■ **BLOC DE TEXTE**:
· · ·

Rapport

Synthèse nationale des rapports d'activité des commissions de surendettement

Mise en ligne le 21 Mars 2024

Conformément aux dispositions de l’article R. 712‑12 du Code de la consommation, chaque commission de surendettement établit un rapport d’activité annuel portant sur le nombre de dossiers traités, les mesures prises, la typologie de l’endettement et les difficultés rencontrées, quelle qu’en soit la nature. Ces rapports sont transmis à la Banque de France, à laquelle il appartient d’en établir la synthèse et de la publier.

Le nombre de dossiers de surendettement déposés progresse de 8% par rapport à 2022, tout en restant inférieur de 15% à celui de 2019

 

Au cours de l’année 2023, 121 617 dossiers ont été déposés devant les commissions de surendettement. Globalement, le nombre de saisines a augmenté de 8 % par rapport à 2022, et plus particulièrement sur le second semestre. La tendance à la baisse constatée depuis huit ans s’est inversée cette année. Néanmoins, le niveau des dépôts de 2023 est inférieur de 15 % par rapport à celui de 2019 (période de pré‑pandémie) et de moitié par rapport à 2014.

Concernant les redépôts de dossiers, leur proportion est en baisse de 2 points (40,4 % en 2023, contre 43,2 % en 2022). La baisse du chômage et une procédure de traitement des dossiers rendue plus efficace expliquent en grande partie la baisse des redépôts.

S’agissant des modalités de dépôt des dossiers, ceux‑ci peuvent être remis au guichet d’une succursale ou d’un bureau d’accueil et d’information de la Banque de France, envoyés par courrier ou renseignés directement en ligne. En 2023, la part des dossiers déposés en ligne a progressé de 3 points sur un an et elle représente 17 % des dépôts. Les envois par courrier restent largement majoritaires, avec 69 % des dépôts, et pour une plus petite part (14 %) ils sont déposés au guichet de la Banque de France.

· · ·

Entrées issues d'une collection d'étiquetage
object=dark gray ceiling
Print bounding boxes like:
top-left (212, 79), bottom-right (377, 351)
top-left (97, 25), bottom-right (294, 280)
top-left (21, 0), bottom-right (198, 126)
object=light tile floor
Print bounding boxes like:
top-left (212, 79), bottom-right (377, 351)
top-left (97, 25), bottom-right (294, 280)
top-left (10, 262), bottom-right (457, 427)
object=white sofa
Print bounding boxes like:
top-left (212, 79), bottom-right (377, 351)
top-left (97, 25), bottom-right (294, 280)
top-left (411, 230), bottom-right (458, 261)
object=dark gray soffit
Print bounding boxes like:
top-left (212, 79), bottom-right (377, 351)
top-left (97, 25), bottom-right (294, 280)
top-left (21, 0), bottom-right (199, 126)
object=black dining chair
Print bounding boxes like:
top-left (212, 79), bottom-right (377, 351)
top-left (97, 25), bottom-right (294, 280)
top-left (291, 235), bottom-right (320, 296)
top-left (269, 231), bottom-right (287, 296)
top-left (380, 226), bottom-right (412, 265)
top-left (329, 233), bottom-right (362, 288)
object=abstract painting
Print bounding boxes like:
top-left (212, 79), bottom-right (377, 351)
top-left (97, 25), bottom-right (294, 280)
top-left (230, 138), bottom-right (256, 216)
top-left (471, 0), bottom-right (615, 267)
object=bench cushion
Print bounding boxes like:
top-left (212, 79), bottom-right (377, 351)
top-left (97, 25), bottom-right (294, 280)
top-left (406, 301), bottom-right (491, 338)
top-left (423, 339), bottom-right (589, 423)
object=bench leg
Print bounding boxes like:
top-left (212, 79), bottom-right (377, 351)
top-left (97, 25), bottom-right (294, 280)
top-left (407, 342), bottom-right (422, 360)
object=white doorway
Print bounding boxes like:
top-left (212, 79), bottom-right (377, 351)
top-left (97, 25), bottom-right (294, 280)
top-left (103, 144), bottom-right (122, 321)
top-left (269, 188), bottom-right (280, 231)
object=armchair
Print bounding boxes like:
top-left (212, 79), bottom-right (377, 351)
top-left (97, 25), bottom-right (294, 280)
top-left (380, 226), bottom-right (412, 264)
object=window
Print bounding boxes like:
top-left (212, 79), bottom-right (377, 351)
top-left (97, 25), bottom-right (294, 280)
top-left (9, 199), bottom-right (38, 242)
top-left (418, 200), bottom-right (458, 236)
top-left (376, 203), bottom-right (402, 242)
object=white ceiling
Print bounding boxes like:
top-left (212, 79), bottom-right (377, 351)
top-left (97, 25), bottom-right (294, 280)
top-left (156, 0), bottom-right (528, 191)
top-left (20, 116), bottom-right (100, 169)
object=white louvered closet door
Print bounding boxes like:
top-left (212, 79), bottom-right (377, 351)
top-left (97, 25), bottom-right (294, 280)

· · ·

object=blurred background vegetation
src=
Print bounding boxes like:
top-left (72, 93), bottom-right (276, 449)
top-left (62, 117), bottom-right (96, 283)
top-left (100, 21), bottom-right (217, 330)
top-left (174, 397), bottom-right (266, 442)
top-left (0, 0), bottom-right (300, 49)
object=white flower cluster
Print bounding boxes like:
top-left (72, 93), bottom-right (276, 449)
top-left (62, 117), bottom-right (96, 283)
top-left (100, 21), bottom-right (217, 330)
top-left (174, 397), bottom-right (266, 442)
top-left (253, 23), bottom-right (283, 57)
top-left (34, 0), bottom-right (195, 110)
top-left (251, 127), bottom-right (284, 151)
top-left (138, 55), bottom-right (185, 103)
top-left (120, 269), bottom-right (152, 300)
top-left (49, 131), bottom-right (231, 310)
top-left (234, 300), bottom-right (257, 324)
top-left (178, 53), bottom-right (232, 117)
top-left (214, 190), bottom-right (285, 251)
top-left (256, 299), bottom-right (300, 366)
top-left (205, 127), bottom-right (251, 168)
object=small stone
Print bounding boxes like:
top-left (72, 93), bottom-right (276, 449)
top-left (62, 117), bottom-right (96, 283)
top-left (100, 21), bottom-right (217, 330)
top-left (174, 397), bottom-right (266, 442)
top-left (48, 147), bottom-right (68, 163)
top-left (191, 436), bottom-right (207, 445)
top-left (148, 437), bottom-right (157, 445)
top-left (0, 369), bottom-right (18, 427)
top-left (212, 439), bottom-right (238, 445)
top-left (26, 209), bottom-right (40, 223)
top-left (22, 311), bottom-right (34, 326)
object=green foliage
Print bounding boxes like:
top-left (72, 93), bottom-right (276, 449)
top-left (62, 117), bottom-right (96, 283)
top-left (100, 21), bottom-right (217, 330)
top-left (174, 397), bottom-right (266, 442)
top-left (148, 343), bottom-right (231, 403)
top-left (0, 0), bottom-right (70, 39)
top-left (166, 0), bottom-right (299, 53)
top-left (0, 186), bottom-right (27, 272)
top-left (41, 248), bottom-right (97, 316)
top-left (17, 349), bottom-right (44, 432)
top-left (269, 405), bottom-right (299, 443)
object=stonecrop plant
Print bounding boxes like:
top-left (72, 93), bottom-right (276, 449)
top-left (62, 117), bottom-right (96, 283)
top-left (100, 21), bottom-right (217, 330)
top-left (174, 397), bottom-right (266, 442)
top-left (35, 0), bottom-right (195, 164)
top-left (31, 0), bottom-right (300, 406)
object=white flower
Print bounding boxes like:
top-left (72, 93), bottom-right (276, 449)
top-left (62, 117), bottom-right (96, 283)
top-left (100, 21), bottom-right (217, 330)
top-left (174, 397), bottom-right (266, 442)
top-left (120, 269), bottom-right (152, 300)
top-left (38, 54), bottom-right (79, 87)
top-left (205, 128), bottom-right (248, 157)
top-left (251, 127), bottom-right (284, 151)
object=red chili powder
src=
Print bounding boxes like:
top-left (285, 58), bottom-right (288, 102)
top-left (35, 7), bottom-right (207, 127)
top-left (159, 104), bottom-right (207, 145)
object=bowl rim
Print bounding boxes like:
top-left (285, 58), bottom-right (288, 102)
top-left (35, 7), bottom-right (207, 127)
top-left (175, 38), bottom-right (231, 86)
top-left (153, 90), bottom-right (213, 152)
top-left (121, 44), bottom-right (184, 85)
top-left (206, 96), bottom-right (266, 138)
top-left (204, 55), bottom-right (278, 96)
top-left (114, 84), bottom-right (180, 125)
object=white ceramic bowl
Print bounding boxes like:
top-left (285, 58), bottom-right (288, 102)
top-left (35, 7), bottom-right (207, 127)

· · ·

■ **SÉRIE D'EXERCICES**:
A. Énumérez tous les points sur lesquels porte, d'après la synthèse sur le surendettement, le rapport d'activité annuel de chaque commission.
B. Recopiez la synthèse sur le surendettement depuis « Concernant les redépôts » jusqu'à « Banque de France. » inclus.
Les lignes fournies n'interviennent en rien ici.

■ **LES RÉPONSES**:
A.
- le nombre de dossiers traités
- les mesures prises
- la typologie de l'endettement
- les difficultés rencontrées, quelle qu'en soit la nature

B.
Concernant les redépôts de dossiers, leur proportion est en baisse de 2 points (40,4 % en 2023, contre 43,2 % en 2022). La baisse du chômage et une procédure de traitement des dossiers rendue plus efficace expliquent en grande partie la baisse des redépôts.

S’agissant des modalités de dépôt des dossiers, ceux‑ci peuvent être remis au guichet d’une succursale ou d’un bureau d’accueil et d’information de la Banque de France, envoyés par courrier ou renseignés directement en ligne. En 2023, la part des dossiers déposés en ligne a progressé de 3 points sur un an et elle représente 17 % des dépôts. Les envois par courrier restent largement majoritaires, avec 69 % des dépôts, et pour une plus petite part (14 %) ils sont déposés au guichet de la Banque de France.